Records →
════

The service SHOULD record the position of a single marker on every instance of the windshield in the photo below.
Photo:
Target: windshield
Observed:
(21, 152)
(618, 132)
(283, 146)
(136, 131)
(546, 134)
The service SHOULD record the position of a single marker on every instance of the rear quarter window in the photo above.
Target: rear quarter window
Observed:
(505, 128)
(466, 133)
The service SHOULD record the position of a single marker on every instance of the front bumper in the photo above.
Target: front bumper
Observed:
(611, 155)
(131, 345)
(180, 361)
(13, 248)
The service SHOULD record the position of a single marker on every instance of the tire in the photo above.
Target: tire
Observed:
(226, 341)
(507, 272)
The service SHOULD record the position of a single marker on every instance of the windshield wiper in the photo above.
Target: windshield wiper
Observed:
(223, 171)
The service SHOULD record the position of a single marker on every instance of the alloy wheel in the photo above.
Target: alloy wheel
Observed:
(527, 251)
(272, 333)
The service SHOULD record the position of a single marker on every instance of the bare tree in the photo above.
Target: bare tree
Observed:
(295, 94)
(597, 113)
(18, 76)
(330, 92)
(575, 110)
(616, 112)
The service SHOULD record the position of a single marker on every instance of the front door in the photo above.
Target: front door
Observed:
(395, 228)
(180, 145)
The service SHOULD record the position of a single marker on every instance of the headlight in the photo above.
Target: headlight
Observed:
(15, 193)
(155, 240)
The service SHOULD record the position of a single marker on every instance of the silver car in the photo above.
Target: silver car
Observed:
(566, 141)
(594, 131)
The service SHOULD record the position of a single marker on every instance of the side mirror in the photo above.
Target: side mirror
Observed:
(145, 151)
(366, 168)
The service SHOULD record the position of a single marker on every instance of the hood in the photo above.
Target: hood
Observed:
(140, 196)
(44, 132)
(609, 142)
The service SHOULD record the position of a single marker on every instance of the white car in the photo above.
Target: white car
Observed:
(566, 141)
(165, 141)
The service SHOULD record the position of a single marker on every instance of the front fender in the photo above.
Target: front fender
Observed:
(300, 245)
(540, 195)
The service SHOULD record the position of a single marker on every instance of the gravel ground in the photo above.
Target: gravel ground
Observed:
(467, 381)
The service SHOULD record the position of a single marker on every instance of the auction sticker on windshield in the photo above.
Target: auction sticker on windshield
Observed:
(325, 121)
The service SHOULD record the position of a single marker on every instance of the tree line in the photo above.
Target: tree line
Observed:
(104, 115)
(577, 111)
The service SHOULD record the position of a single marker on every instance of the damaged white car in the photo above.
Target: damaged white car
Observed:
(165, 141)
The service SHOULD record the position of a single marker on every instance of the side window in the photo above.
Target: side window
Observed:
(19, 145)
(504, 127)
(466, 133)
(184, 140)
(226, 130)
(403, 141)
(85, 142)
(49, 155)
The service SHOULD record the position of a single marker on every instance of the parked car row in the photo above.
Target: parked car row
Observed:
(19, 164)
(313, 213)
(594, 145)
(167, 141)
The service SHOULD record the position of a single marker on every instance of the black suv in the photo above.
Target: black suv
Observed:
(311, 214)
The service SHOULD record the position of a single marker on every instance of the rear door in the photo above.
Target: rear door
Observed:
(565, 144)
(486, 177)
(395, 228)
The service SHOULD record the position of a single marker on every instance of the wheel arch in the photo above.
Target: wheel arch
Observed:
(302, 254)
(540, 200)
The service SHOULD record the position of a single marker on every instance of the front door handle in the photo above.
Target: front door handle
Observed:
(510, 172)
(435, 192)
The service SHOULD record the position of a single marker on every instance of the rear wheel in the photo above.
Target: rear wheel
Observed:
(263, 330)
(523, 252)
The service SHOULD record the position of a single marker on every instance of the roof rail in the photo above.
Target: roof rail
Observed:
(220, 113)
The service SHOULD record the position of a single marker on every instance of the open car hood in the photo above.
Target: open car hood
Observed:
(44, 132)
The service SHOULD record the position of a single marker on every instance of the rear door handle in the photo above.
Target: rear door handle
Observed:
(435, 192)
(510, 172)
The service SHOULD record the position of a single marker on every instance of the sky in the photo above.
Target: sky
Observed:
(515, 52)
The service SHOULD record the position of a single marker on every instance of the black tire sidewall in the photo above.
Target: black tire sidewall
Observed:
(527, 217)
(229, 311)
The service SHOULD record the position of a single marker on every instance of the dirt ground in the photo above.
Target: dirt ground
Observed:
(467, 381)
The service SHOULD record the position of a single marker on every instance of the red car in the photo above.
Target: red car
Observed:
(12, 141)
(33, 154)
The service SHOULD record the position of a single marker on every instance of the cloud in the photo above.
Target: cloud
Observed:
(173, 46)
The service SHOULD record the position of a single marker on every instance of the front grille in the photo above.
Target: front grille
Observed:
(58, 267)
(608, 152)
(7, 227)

════

Exercise instructions → Reproduce each of the records word for word.

Reply →
The service SHOULD record the position of a single marker on every instance of the windshield in the photo below.
Photo:
Target: windshield
Observed:
(21, 152)
(618, 132)
(283, 146)
(136, 131)
(546, 134)
The service SHOULD record the position of a single marker on every instance of the rear quarter window in the photo above.
Target: rear quarter window
Observed:
(505, 128)
(466, 133)
The service SHOULD record the position of a single marker on every instance of the front bumper in the photo above.
Target: front bumper
Observed:
(611, 155)
(131, 345)
(180, 361)
(13, 248)
The service SHOULD record the position of a single marker on every instance of the tire in the photo above.
Target: tire
Observed:
(226, 341)
(507, 272)
The service SHOULD record the position of a single marker on every instance of the windshield wiper in the photo above.
Target: windshield wiper
Observed:
(223, 171)
The service SHOULD record the position of a single marker on every instance of the alloy wheel in the photo above.
Target: alloy wheel
Observed:
(527, 251)
(272, 333)
The service SHOULD record the position of a single marker on every instance of the bare tree in the photo above.
Target: bare tree
Observed:
(295, 94)
(597, 113)
(18, 76)
(330, 92)
(575, 110)
(616, 112)
The service SHOULD record the position of a single marker on every instance of the front door in the photo above.
Target: front door
Observed:
(395, 228)
(180, 145)
The service SHOULD record the position of a single marker on every instance of the headlight in the photo above.
Target: headlight
Observed:
(15, 193)
(155, 240)
The service SHOULD record the position of a single marker on every instance of the silver car in the photo above.
Target: silver car
Observed:
(566, 141)
(594, 131)
The service SHOULD record the position of a single marker on every instance of the side mirror in the photo above.
Target: side mirror
Observed:
(145, 151)
(366, 168)
The service SHOULD record the position of a single marker on every instance of the hood in the photo above.
Target: hood
Observed:
(140, 196)
(44, 132)
(609, 142)
The service SHOULD record the position of a single marker on every instance of the white car in the photo above.
Target: white car
Observed:
(566, 141)
(165, 141)
The service SHOULD record the position of a single marker on every instance of the front fender in the photo above.
Target: front fender
Observed:
(300, 245)
(540, 195)
The service SHOULD record the position of a single marker on every instance of the gravel ground in the photo above.
Target: gravel ground
Observed:
(467, 381)
The service SHOULD record the position of a single marker on every instance of the auction sticker on windshield in the photo above.
Target: auction sticker on windshield
Observed:
(325, 121)
The service SHOULD record the position of a single marker on every instance of the tree line in the photo above.
Target: tree line
Observed:
(104, 115)
(577, 111)
The service SHOULD record the position of a single marker on every instance of the damaged white car in the photo above.
Target: damaged white car
Observed:
(165, 141)
The service SHOULD record the position of a single marker on every instance of the side window in the photo above.
Target: side window
Observed:
(19, 145)
(504, 127)
(466, 133)
(184, 140)
(226, 130)
(403, 141)
(85, 142)
(49, 155)
The service SHOULD record the position of a single marker on every instance of the parked car row in the photo above.
Target: parked car row
Observed:
(19, 164)
(313, 213)
(594, 145)
(167, 141)
The service SHOULD record the position of a single marker on every instance of the black suv in the photo above.
Target: black suv
Observed:
(311, 214)
The service SHOULD record the position of a single marker on every instance of the rear door in the photo above.
Target: rear door
Observed:
(565, 144)
(486, 177)
(395, 228)
The service SHOULD record the position of a single marker on every instance of the wheel arch in the photo above.
Target: wheel arch
Observed:
(302, 254)
(540, 200)
The service SHOULD record the position of a single marker on every instance of the front door handle in the photo above.
Target: front door handle
Observed:
(510, 172)
(435, 192)
The service SHOULD record the position of a single marker on every instance of the rear wheel in the photo above.
Target: rear wheel
Observed:
(263, 330)
(523, 252)
The service SHOULD record the position of a single marker on every instance of the roof rail in the photo above.
Target: roof rail
Observed:
(220, 113)
The service SHOULD record the position of a single marker on every instance of the open car hood in the photo above.
Target: open car hood
Observed:
(44, 132)
The service SHOULD record the position of a single marker on every instance of the rear door handle in the photo above.
Target: rear door handle
Observed:
(435, 192)
(510, 172)
The service SHOULD record the position of a single marker on every instance of the sky in the photo above.
Target: sky
Observed:
(515, 52)
The service SHOULD record the position of a single marker on every instance of the black tire sidewall in the photo above.
Target: black tire sidewall
Observed:
(527, 217)
(229, 311)
The service SHOULD record the position of a single marker on every instance of the dirt ground in the photo above.
Target: dirt ground
Observed:
(467, 381)
The service SHOULD record the position of a single marker on every instance of the red car in the photo above.
Target: red car
Observed:
(12, 141)
(33, 154)
The service SHOULD record the position of a single marker on every instance of the cloud in the photo above.
Target: cloud
Observed:
(173, 46)
The service SHOULD record the position of a single marker on every instance of the front grille in the photo above.
Target: front grille
Observed:
(58, 267)
(608, 152)
(7, 227)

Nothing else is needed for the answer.